Suas tarefas:
1. Responda a estas perguntas com base no texto da página:
(a) Com o que as atuais gerações se entretêm?
(b) De quem é a biografia escrita por Ernest Renan?
(c) Segundo a citação, o que é a mais alta imagem reflexa que conhecemos da consciência total do universo?
2. Como fica em inglês esta frase do texto da página: "Nem por isso é de se decretar a morte do livro."?

Texto da página:
************

José Renato Nalini
Os livros estão desaparecendo. Apesar de uma explosão de publicações, a leitura é um hábito negligenciado. As atuais gerações se entretêm com o celular e são fanáticas por redes sociais.
Uma tragédia que se deixem de ler obras clássicas, muitas delas já em domínio público, em benefício de um humor irônico, o mais das vezes sarcástico e até cruel. Zombarias, deboches, escárnio, tudo isso atrai mais do que um livro suficientemente apto a contribuir para a moldagem do caráter.
A publicação de obras superficiais, de manuais singelos, de trivialidades úteis, favorece o abandono devotado ao livro denso e substancioso. Nem por isso é de se decretar a morte do livro. Ele continua humilde e inerte à espera de que alguém venha buscá-lo e nele encontre lenitivo, distração, prazer e convites para liberar a fantasia e a imaginação.
Vidas que não podem ser olvidadas merecem livros que as eternizem. Pactuo da visão de Ernest Renan, quando escreveu sintética biografia de sua irmã Henriette: “A memória dos homens não passa de um imperceptível resquício do sulco que cada um de nós deixa no seio do infinito. Ela não é, entretanto, coisa vã. A consciência humana é a mais alta imagem reflexa que conhecemos da consciência total do universo. A estima de um só homem constitui uma parte da justiça absoluta. Deste modo, ainda que as vidas belas não tenham necessidade de outra lembrança que não a de Deus, sempre se procurou fixar-lhes a imagem”.

************

Trechos das linhas:

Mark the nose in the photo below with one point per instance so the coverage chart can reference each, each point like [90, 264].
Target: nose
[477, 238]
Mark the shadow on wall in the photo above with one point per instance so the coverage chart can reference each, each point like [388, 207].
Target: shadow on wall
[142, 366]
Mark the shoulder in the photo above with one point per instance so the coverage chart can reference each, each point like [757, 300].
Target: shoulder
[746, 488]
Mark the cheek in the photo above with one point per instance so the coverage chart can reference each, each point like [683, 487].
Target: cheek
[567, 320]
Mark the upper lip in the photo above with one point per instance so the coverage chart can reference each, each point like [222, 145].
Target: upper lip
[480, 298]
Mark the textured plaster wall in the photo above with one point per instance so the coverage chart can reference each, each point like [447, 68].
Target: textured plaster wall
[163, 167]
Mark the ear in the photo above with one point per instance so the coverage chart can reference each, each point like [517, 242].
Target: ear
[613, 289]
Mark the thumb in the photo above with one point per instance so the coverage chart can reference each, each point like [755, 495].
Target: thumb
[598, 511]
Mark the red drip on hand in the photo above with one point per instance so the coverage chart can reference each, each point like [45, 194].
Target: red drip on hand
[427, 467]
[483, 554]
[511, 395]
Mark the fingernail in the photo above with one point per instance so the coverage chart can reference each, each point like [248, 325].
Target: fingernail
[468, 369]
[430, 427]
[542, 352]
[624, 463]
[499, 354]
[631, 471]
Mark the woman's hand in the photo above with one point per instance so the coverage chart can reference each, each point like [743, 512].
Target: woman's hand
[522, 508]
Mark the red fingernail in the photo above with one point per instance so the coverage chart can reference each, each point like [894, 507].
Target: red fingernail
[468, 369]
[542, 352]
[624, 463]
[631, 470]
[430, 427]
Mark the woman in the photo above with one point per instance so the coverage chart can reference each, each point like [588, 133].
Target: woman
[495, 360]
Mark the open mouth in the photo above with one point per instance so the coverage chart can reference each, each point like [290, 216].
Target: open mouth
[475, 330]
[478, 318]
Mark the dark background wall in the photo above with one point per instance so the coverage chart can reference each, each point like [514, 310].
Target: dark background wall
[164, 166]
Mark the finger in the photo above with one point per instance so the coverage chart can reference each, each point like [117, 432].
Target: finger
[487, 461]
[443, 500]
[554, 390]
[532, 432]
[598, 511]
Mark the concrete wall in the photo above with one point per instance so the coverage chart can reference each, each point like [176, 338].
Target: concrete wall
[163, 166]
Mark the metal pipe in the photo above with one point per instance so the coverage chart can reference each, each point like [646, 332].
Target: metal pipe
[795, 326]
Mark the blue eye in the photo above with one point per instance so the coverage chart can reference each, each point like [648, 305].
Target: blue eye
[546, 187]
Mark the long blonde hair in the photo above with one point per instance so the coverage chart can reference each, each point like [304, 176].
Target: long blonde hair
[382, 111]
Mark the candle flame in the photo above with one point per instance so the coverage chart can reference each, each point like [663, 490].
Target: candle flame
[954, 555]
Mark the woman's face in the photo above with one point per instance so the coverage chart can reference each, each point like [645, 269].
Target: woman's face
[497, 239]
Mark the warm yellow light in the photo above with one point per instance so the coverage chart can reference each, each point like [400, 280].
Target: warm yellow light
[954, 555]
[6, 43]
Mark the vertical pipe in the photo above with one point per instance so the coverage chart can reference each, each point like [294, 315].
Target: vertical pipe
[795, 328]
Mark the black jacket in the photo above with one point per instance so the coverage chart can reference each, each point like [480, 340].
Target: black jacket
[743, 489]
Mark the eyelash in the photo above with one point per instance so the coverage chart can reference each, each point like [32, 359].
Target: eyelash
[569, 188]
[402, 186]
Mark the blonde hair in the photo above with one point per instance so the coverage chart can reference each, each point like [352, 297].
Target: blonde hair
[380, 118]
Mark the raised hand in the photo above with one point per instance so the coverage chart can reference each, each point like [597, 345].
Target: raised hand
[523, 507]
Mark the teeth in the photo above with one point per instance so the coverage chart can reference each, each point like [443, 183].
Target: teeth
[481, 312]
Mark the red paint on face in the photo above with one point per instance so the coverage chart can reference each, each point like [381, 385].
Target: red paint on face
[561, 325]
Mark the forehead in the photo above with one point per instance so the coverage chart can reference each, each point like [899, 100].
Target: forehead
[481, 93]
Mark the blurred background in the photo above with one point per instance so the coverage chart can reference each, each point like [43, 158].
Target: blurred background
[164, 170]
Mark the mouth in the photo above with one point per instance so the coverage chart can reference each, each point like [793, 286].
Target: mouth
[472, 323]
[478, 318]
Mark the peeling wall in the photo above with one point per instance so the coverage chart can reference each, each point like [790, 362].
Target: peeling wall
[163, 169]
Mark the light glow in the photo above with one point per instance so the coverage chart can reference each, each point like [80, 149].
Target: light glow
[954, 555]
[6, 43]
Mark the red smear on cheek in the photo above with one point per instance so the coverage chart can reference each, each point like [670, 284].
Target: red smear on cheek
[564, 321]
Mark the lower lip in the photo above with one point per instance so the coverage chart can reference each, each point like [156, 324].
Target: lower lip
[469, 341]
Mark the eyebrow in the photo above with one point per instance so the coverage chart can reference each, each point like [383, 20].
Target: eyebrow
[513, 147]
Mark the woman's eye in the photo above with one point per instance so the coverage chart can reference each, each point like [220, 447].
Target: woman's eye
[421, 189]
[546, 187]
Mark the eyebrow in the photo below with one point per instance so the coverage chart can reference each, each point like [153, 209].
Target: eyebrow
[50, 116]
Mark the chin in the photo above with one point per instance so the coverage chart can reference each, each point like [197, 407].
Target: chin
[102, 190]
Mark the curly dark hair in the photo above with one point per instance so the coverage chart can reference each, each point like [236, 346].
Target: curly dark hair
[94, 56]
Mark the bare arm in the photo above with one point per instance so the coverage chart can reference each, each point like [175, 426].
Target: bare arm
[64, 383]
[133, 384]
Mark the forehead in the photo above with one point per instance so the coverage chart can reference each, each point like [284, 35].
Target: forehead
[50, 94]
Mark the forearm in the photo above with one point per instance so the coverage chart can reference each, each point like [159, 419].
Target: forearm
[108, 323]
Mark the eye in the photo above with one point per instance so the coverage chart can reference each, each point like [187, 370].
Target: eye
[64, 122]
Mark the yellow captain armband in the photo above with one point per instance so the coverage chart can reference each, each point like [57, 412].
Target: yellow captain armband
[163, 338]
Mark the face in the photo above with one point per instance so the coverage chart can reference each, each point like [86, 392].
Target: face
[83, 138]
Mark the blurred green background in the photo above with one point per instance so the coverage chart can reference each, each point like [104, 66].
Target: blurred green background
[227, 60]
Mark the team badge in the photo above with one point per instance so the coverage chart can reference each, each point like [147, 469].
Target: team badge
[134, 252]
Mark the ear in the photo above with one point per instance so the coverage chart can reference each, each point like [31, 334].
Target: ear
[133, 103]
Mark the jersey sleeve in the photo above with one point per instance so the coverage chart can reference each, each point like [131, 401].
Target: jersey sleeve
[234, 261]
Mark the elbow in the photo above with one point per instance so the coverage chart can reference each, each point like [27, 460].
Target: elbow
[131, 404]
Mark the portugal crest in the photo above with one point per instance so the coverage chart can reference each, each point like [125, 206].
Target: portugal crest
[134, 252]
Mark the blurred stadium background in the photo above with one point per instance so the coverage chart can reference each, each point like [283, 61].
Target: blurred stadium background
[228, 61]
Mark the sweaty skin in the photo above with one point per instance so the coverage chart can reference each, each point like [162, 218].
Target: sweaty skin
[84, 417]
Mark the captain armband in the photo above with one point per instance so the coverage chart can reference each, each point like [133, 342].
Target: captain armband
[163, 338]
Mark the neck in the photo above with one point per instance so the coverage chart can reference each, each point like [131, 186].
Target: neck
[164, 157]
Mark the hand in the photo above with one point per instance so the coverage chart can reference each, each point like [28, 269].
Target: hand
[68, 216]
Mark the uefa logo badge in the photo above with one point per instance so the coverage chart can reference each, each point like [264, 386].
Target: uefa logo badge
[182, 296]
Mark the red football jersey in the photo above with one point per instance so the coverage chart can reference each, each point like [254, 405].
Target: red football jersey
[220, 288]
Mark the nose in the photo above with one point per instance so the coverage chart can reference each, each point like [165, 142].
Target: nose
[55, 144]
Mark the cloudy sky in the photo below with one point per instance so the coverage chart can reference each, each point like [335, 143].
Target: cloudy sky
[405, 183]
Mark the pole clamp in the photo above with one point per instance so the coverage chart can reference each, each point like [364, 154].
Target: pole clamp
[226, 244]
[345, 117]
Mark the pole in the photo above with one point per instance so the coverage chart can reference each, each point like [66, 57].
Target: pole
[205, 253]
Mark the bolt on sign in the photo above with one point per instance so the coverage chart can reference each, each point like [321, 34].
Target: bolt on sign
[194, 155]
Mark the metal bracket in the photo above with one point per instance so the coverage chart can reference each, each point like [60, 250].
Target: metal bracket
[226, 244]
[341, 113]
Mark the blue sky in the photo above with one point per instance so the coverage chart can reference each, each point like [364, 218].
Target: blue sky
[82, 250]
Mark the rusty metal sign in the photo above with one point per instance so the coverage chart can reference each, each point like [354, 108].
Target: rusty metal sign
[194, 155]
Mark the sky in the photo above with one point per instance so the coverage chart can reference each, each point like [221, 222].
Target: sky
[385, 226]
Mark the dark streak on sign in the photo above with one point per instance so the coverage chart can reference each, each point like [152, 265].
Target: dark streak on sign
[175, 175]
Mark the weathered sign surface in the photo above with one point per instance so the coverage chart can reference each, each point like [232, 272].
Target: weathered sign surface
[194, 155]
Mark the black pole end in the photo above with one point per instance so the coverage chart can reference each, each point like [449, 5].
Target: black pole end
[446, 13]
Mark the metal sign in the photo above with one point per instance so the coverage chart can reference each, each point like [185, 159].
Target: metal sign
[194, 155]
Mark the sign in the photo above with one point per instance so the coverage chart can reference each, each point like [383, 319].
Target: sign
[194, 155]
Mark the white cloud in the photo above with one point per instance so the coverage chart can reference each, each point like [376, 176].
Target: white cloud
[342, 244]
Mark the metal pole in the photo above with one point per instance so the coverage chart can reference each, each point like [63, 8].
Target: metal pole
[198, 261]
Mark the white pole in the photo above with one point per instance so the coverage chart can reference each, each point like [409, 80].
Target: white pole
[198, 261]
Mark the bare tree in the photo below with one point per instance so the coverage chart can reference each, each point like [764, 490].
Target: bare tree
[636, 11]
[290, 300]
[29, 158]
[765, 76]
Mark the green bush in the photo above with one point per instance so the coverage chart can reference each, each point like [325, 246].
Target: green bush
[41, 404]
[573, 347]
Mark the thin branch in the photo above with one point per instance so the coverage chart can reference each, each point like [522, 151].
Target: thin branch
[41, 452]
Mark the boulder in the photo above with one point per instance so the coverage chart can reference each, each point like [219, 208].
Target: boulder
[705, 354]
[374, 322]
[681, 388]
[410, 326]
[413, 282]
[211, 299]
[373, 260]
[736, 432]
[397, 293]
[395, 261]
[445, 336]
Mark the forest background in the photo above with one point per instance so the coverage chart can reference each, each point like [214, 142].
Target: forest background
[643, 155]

************

Respostas por tarefa:
1.
(a) Com o celular.
(b) De sua irmã Henriette.
(c) A consciência humana.

2. That is no reason, however, to declare the death of the book.